**Your task**
Continue the report on Cossack patrols in Krasnodar from the point where it stops.

Institute for War and Peace Reporting | Giving Voice, Driving Change

Cossacks Menace Krasnodar Minorities

Cossacks in the Russian region of Krasnodar have been effectively given the go-ahead to bully minority groups into leaving.
By Eduard Aslanov

Walk down the city of Krasnodar's main pedestrianised thoroughfare and every so often you'll see the crowds part. This, as any local knows, means a Cossack patrol is coming down the street of the eponymously named capital of the Black Sea Russian region.


They stroll nonchalantly in smart red, white and blue uniforms trailing swords or cracking whips on the asphalt. Their weapons snap and glint in the sunshine - studded with ball-bearings or nails. They're not a sight you easily forget.


Their outfits, Circassian coat in summer, felt coat and papakh hat in winter, mean different things to different people. For some the outfit is traditional garb, others see it as a sinister paramilitary uniform.


The patrolling Cossacks believe it is their duty to enforce law and order in Krasnodar and the local police are giving them freer and freer rein to do so. A Cossack commander, who preferred not to be named, said the troops "are a big factor in helping the police keep order" and receive backing from Moscow.


But along with a greater policing role there have been an increasing number of attacks on members on minority groups who are spot-checked by Cossack patrols.


"I was whipped three times for leaving my passport at home," said Artur, an ethnic Armenian Krasnodar trader.


Giorgi, a refugee from Abkhazia, told IWPR how he made the mistake of cursing three Cossacks. They laid into him with their whips, kicking him when he was down. "I spent three weeks in hospital," he said before quitting the coastal town of Sochi.


Cossack units have signed an agreement with the local authorities in Sochi - the second largest town in Krasnodar - which gives them tax exemptions and better land leasing rights in exchange for patrolling the border and other duties.

**Information shown**
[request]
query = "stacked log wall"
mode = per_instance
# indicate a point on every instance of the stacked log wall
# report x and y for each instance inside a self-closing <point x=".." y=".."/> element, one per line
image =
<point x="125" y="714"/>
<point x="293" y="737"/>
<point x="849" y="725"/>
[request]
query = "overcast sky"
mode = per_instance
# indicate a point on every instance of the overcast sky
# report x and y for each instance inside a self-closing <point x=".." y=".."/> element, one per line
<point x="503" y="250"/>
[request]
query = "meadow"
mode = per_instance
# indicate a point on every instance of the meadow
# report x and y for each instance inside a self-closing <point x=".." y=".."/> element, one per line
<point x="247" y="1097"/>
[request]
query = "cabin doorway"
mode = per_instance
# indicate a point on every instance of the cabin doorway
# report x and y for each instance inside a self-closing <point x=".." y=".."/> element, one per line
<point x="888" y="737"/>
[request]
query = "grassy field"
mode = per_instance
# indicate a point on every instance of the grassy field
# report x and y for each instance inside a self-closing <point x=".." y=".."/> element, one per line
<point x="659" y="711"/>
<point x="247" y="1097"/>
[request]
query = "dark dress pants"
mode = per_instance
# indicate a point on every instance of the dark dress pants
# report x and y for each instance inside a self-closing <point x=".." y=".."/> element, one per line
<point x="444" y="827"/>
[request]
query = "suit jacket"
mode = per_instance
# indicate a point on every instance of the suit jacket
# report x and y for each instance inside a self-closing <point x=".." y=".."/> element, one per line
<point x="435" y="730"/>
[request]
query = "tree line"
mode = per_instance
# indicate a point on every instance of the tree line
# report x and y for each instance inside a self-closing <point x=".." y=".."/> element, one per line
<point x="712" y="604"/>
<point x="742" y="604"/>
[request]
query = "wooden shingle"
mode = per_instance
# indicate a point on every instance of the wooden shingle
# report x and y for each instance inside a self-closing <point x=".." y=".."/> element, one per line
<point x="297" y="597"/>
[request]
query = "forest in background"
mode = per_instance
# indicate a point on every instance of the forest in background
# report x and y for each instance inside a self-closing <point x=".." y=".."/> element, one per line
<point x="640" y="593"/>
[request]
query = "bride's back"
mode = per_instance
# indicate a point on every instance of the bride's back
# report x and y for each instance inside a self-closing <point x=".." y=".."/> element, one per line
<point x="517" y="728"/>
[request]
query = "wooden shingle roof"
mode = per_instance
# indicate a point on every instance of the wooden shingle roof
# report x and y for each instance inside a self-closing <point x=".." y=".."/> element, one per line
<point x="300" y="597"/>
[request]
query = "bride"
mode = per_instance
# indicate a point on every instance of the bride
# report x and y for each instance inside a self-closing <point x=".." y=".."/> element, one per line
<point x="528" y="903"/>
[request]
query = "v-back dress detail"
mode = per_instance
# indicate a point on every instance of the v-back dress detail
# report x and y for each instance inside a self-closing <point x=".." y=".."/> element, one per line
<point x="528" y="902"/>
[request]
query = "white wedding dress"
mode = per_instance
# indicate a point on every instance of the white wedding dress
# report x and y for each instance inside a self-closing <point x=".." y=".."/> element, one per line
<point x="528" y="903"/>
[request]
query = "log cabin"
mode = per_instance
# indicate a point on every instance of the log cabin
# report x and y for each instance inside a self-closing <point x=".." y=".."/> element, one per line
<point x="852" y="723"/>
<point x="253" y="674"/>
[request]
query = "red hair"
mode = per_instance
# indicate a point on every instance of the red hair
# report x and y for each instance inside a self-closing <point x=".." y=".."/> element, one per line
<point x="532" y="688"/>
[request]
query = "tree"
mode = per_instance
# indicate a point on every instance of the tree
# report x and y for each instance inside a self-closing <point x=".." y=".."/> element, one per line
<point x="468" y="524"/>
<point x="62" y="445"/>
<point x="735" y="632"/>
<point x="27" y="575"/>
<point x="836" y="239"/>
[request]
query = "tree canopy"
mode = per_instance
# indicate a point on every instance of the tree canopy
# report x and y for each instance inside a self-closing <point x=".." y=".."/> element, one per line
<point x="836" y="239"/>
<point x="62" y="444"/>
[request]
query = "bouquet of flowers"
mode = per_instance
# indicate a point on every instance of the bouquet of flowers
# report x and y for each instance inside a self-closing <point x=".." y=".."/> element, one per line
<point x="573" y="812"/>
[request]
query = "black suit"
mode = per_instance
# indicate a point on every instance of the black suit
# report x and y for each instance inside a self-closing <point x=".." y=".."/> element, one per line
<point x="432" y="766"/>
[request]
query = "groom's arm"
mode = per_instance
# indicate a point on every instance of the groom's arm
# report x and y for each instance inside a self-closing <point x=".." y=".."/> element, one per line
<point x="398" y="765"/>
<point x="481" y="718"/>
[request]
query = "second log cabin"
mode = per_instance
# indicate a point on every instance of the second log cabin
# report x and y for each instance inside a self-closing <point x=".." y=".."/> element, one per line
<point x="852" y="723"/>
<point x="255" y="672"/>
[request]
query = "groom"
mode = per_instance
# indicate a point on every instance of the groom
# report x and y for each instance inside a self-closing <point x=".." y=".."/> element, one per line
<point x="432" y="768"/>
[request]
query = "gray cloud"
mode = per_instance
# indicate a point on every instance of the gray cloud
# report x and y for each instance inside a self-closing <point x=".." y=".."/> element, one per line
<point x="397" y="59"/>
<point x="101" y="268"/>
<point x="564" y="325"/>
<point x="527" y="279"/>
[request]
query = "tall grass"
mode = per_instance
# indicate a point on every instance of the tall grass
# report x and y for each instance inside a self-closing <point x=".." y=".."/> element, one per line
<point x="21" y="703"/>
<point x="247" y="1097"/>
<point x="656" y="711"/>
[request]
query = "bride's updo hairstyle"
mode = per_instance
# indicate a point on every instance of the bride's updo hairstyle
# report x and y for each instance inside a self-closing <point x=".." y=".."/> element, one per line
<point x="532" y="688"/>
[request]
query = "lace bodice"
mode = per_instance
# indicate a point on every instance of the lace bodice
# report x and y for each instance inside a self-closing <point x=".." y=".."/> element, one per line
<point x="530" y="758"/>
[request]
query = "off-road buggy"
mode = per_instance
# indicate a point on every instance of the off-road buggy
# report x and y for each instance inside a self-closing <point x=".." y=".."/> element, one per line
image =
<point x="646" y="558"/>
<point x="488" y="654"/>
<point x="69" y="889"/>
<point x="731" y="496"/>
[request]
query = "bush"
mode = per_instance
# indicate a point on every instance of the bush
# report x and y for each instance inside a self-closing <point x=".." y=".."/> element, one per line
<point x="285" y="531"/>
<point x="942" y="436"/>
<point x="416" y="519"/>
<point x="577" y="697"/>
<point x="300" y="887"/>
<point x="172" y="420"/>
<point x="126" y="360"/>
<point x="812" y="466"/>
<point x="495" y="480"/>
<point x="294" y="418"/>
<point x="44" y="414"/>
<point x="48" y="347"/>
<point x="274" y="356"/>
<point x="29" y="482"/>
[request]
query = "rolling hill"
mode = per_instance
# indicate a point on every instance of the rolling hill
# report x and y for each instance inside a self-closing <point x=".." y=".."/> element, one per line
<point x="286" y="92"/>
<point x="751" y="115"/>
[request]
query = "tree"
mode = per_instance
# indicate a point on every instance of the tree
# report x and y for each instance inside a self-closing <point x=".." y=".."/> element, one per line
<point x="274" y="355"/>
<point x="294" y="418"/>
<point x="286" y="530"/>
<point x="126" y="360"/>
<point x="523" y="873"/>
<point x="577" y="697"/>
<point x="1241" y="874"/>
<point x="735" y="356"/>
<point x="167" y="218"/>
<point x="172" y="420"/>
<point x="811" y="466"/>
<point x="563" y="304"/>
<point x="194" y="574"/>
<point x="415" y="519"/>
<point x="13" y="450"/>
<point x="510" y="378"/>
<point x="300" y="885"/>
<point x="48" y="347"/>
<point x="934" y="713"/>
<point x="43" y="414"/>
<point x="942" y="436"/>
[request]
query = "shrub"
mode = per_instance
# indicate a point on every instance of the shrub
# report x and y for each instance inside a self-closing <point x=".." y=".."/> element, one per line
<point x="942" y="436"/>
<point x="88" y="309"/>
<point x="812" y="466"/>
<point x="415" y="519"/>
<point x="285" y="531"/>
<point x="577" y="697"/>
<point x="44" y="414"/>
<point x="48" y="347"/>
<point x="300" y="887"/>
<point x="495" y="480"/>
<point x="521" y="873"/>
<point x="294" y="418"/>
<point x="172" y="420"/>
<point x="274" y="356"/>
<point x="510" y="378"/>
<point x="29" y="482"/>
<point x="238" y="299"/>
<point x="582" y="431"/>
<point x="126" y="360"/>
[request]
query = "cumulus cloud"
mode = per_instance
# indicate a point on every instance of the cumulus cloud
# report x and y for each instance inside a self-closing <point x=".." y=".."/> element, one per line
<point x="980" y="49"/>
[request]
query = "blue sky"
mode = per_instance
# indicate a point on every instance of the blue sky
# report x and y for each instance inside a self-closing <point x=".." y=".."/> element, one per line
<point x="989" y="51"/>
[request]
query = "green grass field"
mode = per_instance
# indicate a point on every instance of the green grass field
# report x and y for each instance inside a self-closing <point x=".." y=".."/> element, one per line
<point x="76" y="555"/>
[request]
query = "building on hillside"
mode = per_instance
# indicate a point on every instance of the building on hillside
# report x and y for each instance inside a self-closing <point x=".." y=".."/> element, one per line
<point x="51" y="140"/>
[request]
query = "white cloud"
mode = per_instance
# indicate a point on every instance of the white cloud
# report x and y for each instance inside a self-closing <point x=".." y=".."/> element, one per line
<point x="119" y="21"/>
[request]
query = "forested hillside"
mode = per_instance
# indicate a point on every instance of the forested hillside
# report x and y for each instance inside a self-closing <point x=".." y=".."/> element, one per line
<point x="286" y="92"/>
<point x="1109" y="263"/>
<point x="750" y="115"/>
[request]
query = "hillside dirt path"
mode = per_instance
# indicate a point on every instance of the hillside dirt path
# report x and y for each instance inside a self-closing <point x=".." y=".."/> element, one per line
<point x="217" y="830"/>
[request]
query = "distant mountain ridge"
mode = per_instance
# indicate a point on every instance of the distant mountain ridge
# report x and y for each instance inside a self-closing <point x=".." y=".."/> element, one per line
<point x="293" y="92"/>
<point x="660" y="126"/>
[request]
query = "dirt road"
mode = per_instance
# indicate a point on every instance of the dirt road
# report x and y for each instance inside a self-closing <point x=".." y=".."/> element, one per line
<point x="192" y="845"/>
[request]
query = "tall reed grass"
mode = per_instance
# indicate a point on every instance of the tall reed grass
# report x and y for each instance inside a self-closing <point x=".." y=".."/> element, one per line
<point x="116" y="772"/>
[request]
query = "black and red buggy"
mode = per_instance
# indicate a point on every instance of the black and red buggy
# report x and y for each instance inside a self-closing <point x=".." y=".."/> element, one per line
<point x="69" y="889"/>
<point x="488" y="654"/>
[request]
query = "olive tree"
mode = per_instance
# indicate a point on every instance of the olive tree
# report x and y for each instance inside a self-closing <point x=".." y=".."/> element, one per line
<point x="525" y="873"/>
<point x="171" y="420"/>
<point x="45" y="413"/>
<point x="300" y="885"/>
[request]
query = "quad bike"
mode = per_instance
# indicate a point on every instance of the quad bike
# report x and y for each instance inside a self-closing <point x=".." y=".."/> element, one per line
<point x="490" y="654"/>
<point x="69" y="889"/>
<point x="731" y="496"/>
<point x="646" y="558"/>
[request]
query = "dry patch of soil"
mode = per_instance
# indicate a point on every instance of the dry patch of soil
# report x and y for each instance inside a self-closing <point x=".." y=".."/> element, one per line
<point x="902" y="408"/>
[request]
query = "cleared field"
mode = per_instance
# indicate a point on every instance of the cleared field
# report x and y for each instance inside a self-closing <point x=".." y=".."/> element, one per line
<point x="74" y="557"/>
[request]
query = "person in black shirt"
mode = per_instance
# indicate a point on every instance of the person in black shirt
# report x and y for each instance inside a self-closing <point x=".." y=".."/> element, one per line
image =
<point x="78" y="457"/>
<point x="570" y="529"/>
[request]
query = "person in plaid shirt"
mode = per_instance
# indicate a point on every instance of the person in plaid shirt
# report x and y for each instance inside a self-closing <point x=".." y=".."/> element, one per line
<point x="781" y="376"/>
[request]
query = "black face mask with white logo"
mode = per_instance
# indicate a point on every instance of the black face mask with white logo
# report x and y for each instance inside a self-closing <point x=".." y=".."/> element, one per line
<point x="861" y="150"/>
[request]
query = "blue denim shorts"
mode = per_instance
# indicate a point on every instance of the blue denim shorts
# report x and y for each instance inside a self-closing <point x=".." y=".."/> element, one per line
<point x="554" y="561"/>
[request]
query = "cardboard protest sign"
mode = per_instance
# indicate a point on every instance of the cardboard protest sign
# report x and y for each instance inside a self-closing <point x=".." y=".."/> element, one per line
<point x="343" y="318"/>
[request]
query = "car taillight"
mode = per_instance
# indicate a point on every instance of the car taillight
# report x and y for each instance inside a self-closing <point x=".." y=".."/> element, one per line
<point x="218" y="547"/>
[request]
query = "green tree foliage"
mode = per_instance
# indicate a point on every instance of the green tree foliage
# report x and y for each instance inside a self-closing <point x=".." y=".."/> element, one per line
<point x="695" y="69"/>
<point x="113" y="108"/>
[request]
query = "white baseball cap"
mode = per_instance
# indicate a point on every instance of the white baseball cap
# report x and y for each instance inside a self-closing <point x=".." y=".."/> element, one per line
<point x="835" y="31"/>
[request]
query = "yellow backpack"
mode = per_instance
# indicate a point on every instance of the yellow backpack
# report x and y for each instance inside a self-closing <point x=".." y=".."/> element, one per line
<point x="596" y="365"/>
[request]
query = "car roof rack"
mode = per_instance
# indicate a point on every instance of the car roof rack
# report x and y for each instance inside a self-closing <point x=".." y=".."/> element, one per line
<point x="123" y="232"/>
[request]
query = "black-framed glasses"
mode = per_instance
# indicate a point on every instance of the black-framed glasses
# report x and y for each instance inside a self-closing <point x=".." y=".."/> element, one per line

**Written answer**
Although they haven't been formally asked to do so, the Cossacks have taken it on themselves to help remove illegal aliens - a large number of whom are Meshket Turks.


"Our presence here is illegal," said Durun, a Meshket-Turk activist. "We are not being registered in towns or villages, we have no rights and can be driven out at any given moment."


While figures for Meskhets vary from between 20 to 30,000, only 2,500 have Russian citizenship. The federal minister responsible for foreign nationals, Aleksandr Blokhin, has said that lists are being drawn up for sending Meskhets abroad.


Tensions between Cossacks and Meskhets took a turn for the worse last year with the former demanding the "expulsion" of ethnic Turks supposedly on the grounds of "the age-old incompatibility of Slavic and Turkic populations".


And the Meskhets are just one group targeted by the Cossacks. "What annoys us," said history teacher Aslanbey Skhalakho, "is that Cossacks call Caucasians 'other', and think that they are the only true inhabitants of the region."


Which is far from the case as Cossacks only settled here at the end of the 18th century when the land they call "The Kuban" was given them by Catherine II.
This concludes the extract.